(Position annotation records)
#####

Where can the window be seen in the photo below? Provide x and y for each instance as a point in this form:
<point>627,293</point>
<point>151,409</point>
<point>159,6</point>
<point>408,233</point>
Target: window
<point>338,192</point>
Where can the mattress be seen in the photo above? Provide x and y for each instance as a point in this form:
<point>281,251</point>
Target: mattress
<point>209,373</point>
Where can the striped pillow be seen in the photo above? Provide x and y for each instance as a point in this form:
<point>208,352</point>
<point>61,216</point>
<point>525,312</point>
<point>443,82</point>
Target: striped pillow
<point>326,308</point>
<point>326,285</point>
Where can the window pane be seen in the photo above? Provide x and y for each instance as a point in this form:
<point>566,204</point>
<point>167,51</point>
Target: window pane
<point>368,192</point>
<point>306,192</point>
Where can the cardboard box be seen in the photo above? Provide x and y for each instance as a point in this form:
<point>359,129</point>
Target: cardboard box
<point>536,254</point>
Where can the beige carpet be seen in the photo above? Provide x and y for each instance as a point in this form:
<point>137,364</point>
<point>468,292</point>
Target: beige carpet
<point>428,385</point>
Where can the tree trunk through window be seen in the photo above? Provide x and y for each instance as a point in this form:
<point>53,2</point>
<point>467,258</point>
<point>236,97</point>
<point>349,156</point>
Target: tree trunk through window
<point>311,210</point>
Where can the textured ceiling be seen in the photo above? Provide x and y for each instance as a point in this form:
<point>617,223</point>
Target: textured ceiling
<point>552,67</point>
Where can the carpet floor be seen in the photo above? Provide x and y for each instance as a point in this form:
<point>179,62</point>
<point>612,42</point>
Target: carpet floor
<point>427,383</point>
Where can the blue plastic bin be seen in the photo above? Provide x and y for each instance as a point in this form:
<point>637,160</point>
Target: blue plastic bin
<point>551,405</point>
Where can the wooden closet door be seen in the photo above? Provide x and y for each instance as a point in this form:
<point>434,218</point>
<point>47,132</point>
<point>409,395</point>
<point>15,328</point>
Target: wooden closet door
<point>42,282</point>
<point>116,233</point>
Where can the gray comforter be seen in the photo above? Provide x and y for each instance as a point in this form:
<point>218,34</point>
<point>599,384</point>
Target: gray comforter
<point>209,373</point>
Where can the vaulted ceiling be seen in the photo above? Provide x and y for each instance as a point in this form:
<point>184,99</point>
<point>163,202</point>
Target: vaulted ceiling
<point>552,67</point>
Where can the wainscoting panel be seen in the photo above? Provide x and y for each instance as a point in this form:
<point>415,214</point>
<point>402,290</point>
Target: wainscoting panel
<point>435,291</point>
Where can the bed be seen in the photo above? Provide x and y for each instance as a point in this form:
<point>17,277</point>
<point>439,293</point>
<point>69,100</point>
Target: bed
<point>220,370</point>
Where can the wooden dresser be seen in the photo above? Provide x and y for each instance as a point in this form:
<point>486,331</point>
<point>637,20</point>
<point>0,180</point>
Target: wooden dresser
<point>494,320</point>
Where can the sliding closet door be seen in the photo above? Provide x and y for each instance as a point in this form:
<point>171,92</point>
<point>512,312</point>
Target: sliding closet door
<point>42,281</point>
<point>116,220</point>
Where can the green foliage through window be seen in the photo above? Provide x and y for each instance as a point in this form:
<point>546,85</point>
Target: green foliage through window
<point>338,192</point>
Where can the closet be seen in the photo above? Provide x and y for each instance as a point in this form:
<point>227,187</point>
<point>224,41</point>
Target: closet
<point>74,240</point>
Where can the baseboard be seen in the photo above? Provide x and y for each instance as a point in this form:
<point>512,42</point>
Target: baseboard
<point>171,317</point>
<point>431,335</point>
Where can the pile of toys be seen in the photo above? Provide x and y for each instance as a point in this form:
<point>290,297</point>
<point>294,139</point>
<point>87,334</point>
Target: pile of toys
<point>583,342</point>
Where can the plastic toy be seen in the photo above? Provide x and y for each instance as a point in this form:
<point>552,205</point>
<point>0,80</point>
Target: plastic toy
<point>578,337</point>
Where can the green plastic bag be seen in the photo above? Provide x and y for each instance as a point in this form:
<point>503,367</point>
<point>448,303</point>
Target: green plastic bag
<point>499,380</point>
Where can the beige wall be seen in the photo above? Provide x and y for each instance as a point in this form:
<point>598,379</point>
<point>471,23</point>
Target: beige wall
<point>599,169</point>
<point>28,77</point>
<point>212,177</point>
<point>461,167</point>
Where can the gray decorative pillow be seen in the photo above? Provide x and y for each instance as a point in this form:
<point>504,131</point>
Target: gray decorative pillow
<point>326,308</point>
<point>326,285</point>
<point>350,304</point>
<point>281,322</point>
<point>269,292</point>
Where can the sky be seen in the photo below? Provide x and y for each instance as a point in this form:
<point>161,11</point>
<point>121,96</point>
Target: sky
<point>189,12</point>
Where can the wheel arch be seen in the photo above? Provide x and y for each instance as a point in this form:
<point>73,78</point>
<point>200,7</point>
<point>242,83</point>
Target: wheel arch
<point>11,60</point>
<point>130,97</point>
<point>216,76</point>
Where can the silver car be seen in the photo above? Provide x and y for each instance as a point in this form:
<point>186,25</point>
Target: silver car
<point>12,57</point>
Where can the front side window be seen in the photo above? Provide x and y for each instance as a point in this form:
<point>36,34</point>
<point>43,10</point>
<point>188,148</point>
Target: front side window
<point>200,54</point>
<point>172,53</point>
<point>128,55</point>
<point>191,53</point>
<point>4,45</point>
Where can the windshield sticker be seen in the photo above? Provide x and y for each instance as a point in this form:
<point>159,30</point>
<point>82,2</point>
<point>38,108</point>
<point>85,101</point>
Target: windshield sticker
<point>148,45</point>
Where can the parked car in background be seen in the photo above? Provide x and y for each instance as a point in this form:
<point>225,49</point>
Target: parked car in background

#####

== WHAT THIS TASK INVOLVES ==
Copy the entire listing above line for line, changing nothing.

== OUTPUT OF THE EXERCISE ==
Where can the window be seen in the photo below? Provide x and y for each instance as a point in this form:
<point>627,293</point>
<point>151,409</point>
<point>159,6</point>
<point>408,233</point>
Target: window
<point>338,192</point>
Where can the mattress be seen in the photo above? Provide x and y for each instance as a point in this form:
<point>281,251</point>
Target: mattress
<point>209,373</point>
Where can the striped pillow be seen in the photo above? Provide x and y for each instance as a point in this form:
<point>208,352</point>
<point>61,216</point>
<point>525,312</point>
<point>443,82</point>
Target: striped pillow
<point>326,308</point>
<point>326,285</point>
Where can the window pane be seen in the photo above? Provide x and y for each instance as a point in this form:
<point>566,204</point>
<point>167,51</point>
Target: window pane
<point>368,192</point>
<point>306,192</point>
Where can the cardboard box be seen in the photo above? Provide x and y for each instance as a point in this form:
<point>359,129</point>
Target: cardboard box
<point>536,254</point>
Where can the beige carpet be seen in the photo above? Provide x and y for each instance as a point in this form:
<point>137,364</point>
<point>468,292</point>
Target: beige carpet
<point>428,385</point>
Where can the tree trunk through window be seen in the photo above? Provide x and y for each instance as a point in this form:
<point>53,2</point>
<point>467,258</point>
<point>236,97</point>
<point>349,156</point>
Target: tree trunk through window
<point>311,210</point>
Where can the textured ceiling be seen in the photo above? Provide x and y for each instance as a point in this form:
<point>617,223</point>
Target: textured ceiling
<point>552,67</point>
Where can the carpet floor be seen in the photo above? Provide x and y for each instance as a point in this form:
<point>179,62</point>
<point>612,42</point>
Target: carpet floor
<point>427,383</point>
Where can the blue plastic bin be seen in the photo above? Provide x and y for each instance as a point in this form:
<point>637,160</point>
Target: blue plastic bin
<point>551,405</point>
Where can the wooden closet door be seen in the photo above? Provide x and y for each instance as a point in this form:
<point>434,218</point>
<point>47,132</point>
<point>409,395</point>
<point>15,328</point>
Target: wooden closet door
<point>42,282</point>
<point>116,233</point>
Where can the gray comforter be seen in the photo above? Provide x and y for each instance as a point in this form:
<point>218,34</point>
<point>599,384</point>
Target: gray comforter
<point>209,373</point>
Where can the vaulted ceiling be seen in the photo above? Provide x and y for each instance as a point in this form:
<point>184,99</point>
<point>163,202</point>
Target: vaulted ceiling
<point>552,67</point>
Where can the wainscoting panel be seen in the photo above? Provide x and y for each instance as a point in this form:
<point>415,214</point>
<point>402,290</point>
Target: wainscoting panel
<point>435,291</point>
Where can the bed be seen in the photo above? Provide x and y for each instance as a point in this form:
<point>17,277</point>
<point>439,293</point>
<point>69,100</point>
Target: bed
<point>220,370</point>
Where can the wooden dresser be seen in the photo above? Provide x and y for each instance as a point in this form:
<point>486,331</point>
<point>637,20</point>
<point>0,180</point>
Target: wooden dresser
<point>494,320</point>
Where can the sliding closet door be seen in the photo above? Provide x and y for each instance as a point in this form:
<point>171,92</point>
<point>512,312</point>
Target: sliding closet door
<point>42,281</point>
<point>116,220</point>
Where can the green foliage through window be seen in the photo above? Provide x and y for each instance as a point in this form:
<point>546,85</point>
Target: green foliage through window
<point>338,192</point>
Where can the closet be seen in the photo above? Provide x and y for each instance as a point in this form:
<point>227,187</point>
<point>224,41</point>
Target: closet
<point>74,240</point>
Where can the baseboard be seen in the photo above? Provide x and y for each instance as a point in this form:
<point>512,42</point>
Target: baseboard
<point>171,317</point>
<point>431,335</point>
Where can the pile of toys be seen in the photo above? Provide x and y for each instance as a point in this form:
<point>290,297</point>
<point>294,139</point>
<point>87,334</point>
Target: pile of toys
<point>583,342</point>
Where can the plastic toy be seen in the photo above? Provide x and y for each instance as a point in this form:
<point>552,205</point>
<point>0,80</point>
Target: plastic toy
<point>578,337</point>
Where can the green plastic bag be seen in the photo above? Provide x and y for each instance as a point in this form:
<point>503,367</point>
<point>448,303</point>
Target: green plastic bag
<point>499,380</point>
Where can the beige wall be seen in the photo above? Provide x and y for each instance as a point in this form:
<point>598,379</point>
<point>471,23</point>
Target: beige wall
<point>599,169</point>
<point>28,77</point>
<point>212,177</point>
<point>461,167</point>
Where can the gray decorative pillow be seen in the photo above? Provide x and y for each instance as a point in this form:
<point>504,131</point>
Target: gray decorative pillow
<point>326,308</point>
<point>326,285</point>
<point>350,304</point>
<point>281,322</point>
<point>269,292</point>
Where can the sky be seen in the photo below? Provide x and y for each instance as a point in this form:
<point>161,11</point>
<point>121,96</point>
Target: sky
<point>189,12</point>
Where can the wheel arch be seen in the photo above? Provide x and y for each instance as a point in this form:
<point>73,78</point>
<point>200,7</point>
<point>242,83</point>
Target: wheel arch
<point>11,60</point>
<point>130,97</point>
<point>216,76</point>
Where can the silver car be seen in the photo above? Provide x and y for each instance as a point in this form:
<point>186,25</point>
Target: silver car
<point>12,57</point>
Where can the front side window be seen in the photo above? Provide x and y for each instance as a point in this form:
<point>36,34</point>
<point>43,10</point>
<point>188,148</point>
Target: front side window
<point>200,54</point>
<point>172,53</point>
<point>128,55</point>
<point>191,53</point>
<point>4,45</point>
Where can the windshield sticker be seen in the photo above? Provide x and y for each instance as a point in this form:
<point>159,30</point>
<point>82,2</point>
<point>38,108</point>
<point>85,101</point>
Target: windshield sticker
<point>148,45</point>
Where can the parked car in background be seen in the photo above? Provide x and y for each instance as a point in this form:
<point>225,49</point>
Target: parked car in background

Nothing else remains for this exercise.